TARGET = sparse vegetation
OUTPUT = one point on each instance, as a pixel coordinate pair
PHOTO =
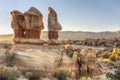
(115, 75)
(32, 74)
(7, 73)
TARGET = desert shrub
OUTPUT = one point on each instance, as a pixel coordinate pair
(60, 74)
(115, 76)
(113, 58)
(7, 46)
(7, 73)
(32, 74)
(106, 56)
(70, 54)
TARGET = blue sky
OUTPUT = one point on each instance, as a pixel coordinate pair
(73, 15)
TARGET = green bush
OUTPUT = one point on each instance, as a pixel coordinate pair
(113, 58)
(60, 74)
(32, 74)
(8, 73)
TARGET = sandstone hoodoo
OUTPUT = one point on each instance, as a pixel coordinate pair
(33, 23)
(27, 27)
(53, 26)
(16, 23)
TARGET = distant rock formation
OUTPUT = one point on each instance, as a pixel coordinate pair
(27, 27)
(33, 23)
(53, 25)
(16, 23)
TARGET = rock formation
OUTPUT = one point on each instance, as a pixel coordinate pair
(16, 23)
(53, 24)
(27, 27)
(33, 23)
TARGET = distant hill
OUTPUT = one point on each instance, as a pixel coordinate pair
(73, 35)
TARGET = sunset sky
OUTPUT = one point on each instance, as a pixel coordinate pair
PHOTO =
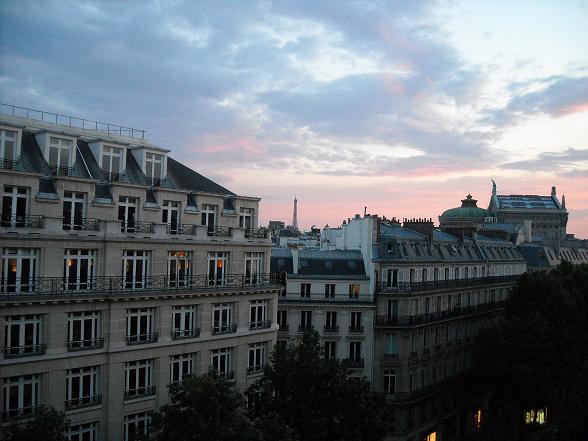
(401, 106)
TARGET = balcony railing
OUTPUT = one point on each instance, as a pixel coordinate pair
(30, 221)
(80, 345)
(261, 233)
(224, 329)
(24, 351)
(260, 325)
(85, 224)
(23, 412)
(136, 227)
(443, 284)
(219, 232)
(255, 369)
(110, 286)
(181, 229)
(292, 297)
(185, 333)
(383, 320)
(144, 391)
(357, 363)
(138, 339)
(77, 403)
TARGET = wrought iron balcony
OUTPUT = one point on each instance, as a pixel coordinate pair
(89, 401)
(144, 391)
(85, 224)
(263, 324)
(80, 345)
(30, 221)
(112, 286)
(185, 333)
(136, 227)
(443, 284)
(138, 339)
(224, 329)
(383, 320)
(331, 329)
(24, 351)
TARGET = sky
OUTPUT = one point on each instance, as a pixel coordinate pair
(403, 107)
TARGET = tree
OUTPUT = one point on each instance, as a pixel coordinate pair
(316, 398)
(47, 424)
(204, 408)
(536, 358)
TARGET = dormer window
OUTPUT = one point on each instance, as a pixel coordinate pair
(153, 166)
(112, 161)
(60, 155)
(8, 148)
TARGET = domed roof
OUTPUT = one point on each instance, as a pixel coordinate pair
(469, 210)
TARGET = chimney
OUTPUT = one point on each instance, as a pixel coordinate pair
(423, 226)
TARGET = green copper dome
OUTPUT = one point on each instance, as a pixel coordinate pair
(468, 210)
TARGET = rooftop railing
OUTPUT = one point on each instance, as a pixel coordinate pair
(113, 286)
(442, 284)
(71, 121)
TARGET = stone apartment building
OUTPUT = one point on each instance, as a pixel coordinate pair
(329, 292)
(121, 271)
(433, 292)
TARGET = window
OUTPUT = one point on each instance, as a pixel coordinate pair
(246, 218)
(60, 152)
(140, 325)
(221, 362)
(178, 268)
(138, 379)
(222, 318)
(112, 162)
(356, 325)
(354, 290)
(74, 205)
(391, 345)
(14, 206)
(331, 321)
(22, 335)
(171, 216)
(330, 291)
(389, 381)
(136, 426)
(83, 432)
(127, 213)
(82, 388)
(330, 349)
(153, 167)
(355, 352)
(181, 366)
(305, 320)
(184, 322)
(83, 330)
(135, 269)
(208, 217)
(21, 395)
(8, 147)
(283, 320)
(78, 269)
(253, 267)
(258, 314)
(256, 357)
(217, 268)
(305, 290)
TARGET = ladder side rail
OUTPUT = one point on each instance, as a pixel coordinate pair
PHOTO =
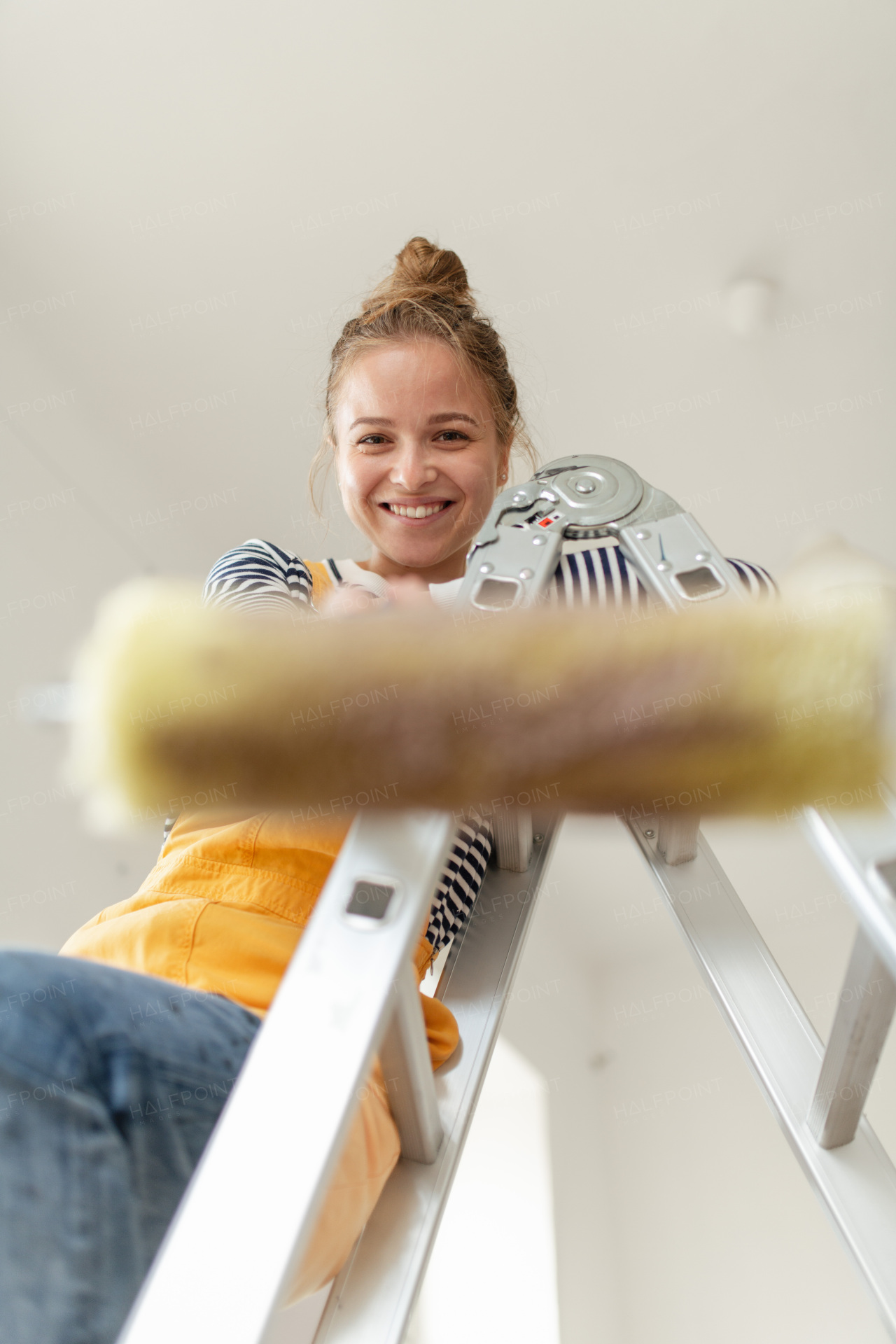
(856, 1184)
(280, 1135)
(858, 1037)
(407, 1072)
(859, 850)
(372, 1297)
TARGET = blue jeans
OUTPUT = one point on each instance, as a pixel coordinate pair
(111, 1084)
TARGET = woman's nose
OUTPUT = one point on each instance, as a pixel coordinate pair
(413, 470)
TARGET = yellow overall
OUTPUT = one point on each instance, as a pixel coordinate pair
(223, 910)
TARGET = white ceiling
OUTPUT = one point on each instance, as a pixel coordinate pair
(194, 197)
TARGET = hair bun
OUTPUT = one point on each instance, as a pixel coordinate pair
(424, 274)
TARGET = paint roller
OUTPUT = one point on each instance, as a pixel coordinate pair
(746, 708)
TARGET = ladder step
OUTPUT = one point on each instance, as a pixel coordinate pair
(374, 1296)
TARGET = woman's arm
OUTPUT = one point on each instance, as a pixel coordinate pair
(258, 575)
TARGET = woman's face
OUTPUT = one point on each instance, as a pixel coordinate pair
(416, 457)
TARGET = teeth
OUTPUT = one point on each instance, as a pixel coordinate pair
(419, 511)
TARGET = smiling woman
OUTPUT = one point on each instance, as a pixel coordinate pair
(421, 417)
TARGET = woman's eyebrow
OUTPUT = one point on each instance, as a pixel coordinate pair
(371, 420)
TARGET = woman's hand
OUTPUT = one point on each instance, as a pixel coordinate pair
(406, 590)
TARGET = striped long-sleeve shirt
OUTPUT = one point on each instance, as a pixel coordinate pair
(258, 575)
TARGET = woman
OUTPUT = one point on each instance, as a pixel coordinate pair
(115, 1062)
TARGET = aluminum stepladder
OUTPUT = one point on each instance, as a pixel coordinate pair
(349, 993)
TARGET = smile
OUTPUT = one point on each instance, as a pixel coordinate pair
(416, 510)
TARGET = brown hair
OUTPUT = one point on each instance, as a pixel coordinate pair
(428, 296)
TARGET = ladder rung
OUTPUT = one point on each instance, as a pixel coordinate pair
(270, 1156)
(374, 1296)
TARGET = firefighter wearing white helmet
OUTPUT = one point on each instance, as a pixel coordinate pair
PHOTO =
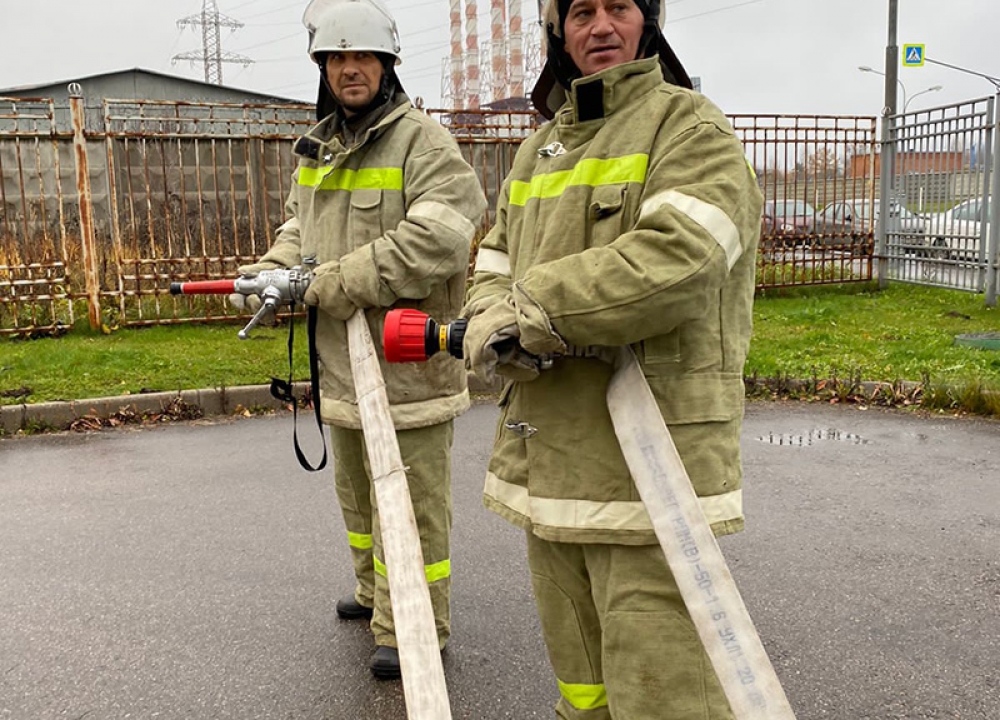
(631, 219)
(383, 208)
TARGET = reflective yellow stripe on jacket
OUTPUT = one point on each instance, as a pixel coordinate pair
(590, 172)
(325, 178)
(360, 541)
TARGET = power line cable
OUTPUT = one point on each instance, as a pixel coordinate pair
(713, 12)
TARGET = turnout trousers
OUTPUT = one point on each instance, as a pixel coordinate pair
(426, 453)
(620, 639)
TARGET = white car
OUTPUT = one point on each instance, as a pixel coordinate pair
(955, 234)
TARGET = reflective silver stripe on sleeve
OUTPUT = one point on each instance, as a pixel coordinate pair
(441, 213)
(590, 515)
(715, 221)
(290, 224)
(493, 261)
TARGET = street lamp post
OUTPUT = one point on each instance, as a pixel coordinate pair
(866, 68)
(906, 101)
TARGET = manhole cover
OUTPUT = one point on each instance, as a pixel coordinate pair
(812, 437)
(983, 341)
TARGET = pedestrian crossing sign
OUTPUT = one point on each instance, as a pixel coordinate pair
(913, 55)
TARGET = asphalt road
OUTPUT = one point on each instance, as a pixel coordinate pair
(190, 570)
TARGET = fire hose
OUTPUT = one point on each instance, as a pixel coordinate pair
(726, 630)
(424, 686)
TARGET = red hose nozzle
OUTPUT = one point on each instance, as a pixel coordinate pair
(413, 336)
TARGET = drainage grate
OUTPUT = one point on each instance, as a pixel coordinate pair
(812, 437)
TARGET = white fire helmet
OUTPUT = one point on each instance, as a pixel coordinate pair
(350, 26)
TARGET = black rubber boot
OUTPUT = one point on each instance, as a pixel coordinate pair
(385, 663)
(350, 609)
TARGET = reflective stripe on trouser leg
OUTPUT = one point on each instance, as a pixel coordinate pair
(426, 454)
(654, 665)
(354, 493)
(571, 627)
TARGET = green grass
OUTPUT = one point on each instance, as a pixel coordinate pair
(905, 333)
(82, 364)
(902, 333)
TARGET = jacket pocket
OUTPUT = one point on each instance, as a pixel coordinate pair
(605, 214)
(662, 353)
(365, 221)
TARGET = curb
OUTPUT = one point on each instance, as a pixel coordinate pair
(211, 401)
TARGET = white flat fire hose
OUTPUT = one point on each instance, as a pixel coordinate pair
(708, 589)
(419, 657)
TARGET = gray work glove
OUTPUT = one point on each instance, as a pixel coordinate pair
(491, 345)
(326, 290)
(251, 303)
(538, 337)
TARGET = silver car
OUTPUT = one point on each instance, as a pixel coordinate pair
(956, 233)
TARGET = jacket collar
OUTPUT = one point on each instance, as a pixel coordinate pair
(606, 92)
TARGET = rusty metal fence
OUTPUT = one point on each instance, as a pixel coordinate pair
(99, 214)
(810, 168)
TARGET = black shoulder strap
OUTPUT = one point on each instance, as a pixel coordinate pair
(282, 390)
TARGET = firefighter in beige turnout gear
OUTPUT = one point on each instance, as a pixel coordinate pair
(632, 218)
(383, 209)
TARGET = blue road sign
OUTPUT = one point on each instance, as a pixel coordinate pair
(913, 55)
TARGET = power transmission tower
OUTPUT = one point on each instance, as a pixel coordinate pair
(211, 20)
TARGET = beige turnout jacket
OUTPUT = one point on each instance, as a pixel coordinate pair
(631, 219)
(399, 212)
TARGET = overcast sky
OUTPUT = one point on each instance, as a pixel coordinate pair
(756, 56)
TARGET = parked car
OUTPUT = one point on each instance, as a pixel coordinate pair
(854, 220)
(955, 234)
(794, 218)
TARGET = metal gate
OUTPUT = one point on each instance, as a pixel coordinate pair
(943, 168)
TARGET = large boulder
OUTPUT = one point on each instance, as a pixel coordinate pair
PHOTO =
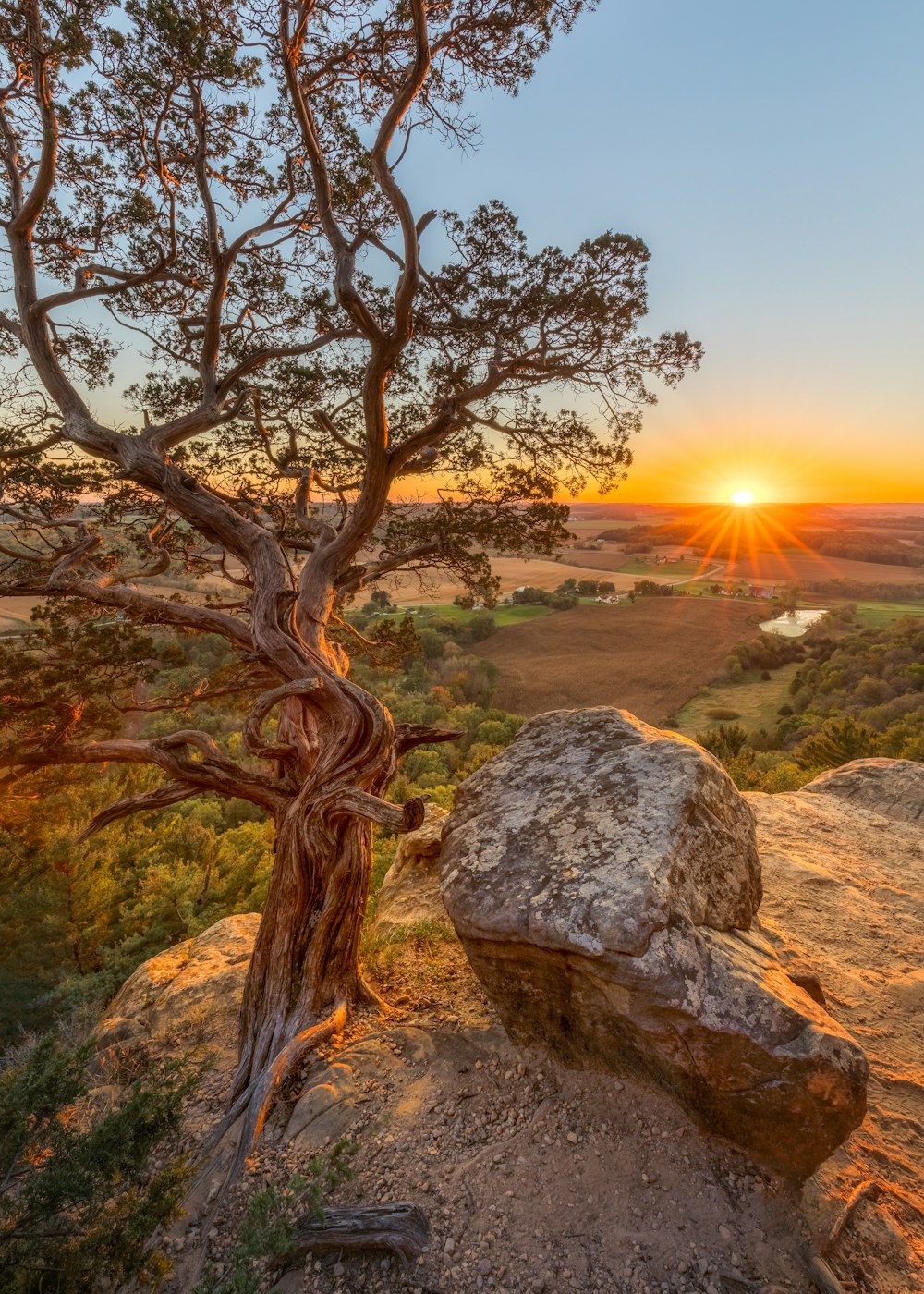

====

• **Consignes et exigences**: Dénombrez les lignes des données ci-dessus qui contiennent le mot « reflective ». Indiquez seulement ce nombre.

• **Sortie attendue**: 3